▶ **Instructions**:
1. In the foreclosure passage, what happened to Katheryn's 1987 complaint to foreclose?
2. In the foreclosure passage, change "junior" to "subordinate" throughout everything from "In their motion" down to "affirmed in Scott.".

▶ **Source text**:
■ ■ ■ ■ ■
In their motion to dismiss the Spencers’ and Owens’ present action for foreclosure, Katheryn and Scott Bank contend the foreclosures are barred as a result of FLB’s foreclosure action. The Spencers and Owens contend Katheryn’s action in seeking to foreclose her “redemption lien” (see Scott, 179 Ill. App. 3d at 490, 534 N.E.2d at 175) has a res judicata effect on the question of whether their junior mortgages are now valid and enforceable liens that can be foreclosed. Katheryn’s 1987 complaint to foreclose, based upon her alleged lien created by the redemption payment, listed the Spencers’ and Owens’ mortgages as junior liens to her alleged equitable lien. Katheryn’s complaint to foreclose was dismissed by the trial court, and the trial court’s decision was affirmed in Scott.
■ ■ ■ ■ ■
▶ **Listed entries**:
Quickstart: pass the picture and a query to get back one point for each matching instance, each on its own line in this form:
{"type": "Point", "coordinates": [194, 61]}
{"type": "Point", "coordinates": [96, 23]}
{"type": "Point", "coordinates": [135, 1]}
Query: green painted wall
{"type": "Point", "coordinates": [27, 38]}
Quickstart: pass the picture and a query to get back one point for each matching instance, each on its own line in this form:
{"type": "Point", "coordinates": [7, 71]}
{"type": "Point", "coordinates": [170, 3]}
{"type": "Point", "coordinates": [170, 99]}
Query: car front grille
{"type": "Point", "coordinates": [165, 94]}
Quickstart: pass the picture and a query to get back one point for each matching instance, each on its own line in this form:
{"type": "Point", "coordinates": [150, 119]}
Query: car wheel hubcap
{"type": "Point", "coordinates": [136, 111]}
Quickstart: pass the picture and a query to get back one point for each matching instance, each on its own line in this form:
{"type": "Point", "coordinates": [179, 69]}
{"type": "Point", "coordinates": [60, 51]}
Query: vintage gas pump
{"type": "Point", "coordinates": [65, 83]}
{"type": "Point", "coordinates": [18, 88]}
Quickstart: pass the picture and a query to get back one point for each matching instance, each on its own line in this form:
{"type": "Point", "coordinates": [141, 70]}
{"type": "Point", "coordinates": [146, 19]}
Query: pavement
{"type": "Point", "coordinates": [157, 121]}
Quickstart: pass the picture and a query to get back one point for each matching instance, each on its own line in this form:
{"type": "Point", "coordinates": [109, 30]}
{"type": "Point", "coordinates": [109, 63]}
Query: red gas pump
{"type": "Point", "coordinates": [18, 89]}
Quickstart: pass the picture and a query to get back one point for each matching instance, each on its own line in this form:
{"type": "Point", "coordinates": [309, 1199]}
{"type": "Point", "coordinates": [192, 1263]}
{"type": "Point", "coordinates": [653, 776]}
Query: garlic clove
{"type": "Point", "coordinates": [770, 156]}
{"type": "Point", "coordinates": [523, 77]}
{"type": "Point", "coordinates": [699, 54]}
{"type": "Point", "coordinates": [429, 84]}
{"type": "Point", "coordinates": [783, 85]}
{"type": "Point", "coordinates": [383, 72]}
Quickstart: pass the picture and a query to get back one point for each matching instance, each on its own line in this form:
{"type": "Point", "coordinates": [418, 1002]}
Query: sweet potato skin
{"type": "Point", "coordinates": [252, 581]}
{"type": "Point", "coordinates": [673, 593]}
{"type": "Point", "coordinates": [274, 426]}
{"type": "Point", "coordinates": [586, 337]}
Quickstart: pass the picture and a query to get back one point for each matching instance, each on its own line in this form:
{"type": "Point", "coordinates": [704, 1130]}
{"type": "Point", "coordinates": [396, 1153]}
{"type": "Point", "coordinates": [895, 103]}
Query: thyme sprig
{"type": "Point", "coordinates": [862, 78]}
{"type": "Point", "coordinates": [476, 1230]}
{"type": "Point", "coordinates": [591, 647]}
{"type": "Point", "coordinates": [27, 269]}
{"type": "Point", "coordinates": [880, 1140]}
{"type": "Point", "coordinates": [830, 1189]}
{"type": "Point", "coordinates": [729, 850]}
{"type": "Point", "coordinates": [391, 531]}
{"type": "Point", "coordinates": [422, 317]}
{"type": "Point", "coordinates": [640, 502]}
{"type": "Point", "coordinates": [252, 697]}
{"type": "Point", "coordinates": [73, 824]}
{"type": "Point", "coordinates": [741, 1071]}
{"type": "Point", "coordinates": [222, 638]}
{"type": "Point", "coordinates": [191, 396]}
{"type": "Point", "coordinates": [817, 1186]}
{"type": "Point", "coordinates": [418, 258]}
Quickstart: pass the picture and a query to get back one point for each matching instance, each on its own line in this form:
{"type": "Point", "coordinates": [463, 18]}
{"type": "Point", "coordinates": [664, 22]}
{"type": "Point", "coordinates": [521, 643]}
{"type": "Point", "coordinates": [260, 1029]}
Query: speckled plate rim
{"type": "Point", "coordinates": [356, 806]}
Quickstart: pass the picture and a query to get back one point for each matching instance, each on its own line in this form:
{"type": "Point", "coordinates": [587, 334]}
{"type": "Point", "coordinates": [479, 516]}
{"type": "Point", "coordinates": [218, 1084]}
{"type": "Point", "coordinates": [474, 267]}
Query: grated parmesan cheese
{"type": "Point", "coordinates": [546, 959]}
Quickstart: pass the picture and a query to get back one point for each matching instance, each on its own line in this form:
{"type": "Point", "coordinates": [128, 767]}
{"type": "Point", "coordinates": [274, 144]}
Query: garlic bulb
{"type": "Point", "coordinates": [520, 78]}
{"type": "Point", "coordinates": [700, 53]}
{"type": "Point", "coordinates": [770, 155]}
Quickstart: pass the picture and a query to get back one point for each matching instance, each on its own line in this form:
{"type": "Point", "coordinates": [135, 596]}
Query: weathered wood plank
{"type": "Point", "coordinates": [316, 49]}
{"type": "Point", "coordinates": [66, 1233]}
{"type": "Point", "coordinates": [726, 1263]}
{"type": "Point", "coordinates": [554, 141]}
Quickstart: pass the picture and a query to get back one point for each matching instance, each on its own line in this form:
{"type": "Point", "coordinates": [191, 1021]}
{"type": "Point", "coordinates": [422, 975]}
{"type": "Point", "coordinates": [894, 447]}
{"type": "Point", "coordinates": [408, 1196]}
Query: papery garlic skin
■ ■ ■ ■ ■
▶ **Answers given**:
1. The trial court dismissed it, and that decision was affirmed in Scott.

2.
In their motion to dismiss the Spencers’ and Owens’ present action for foreclosure, Katheryn and Scott Bank contend the foreclosures are barred as a result of FLB’s foreclosure action. The Spencers and Owens contend Katheryn’s action in seeking to foreclose her “redemption lien” (see Scott, 179 Ill. App. 3d at 490, 534 N.E.2d at 175) has a res judicata effect on the question of whether their subordinate mortgages are now valid and enforceable liens that can be foreclosed. Katheryn’s 1987 complaint to foreclose, based upon her alleged lien created by the redemption payment, listed the Spencers’ and Owens’ mortgages as subordinate liens to her alleged equitable lien. Katheryn’s complaint to foreclose was dismissed by the trial court, and the trial court’s decision was affirmed in Scott.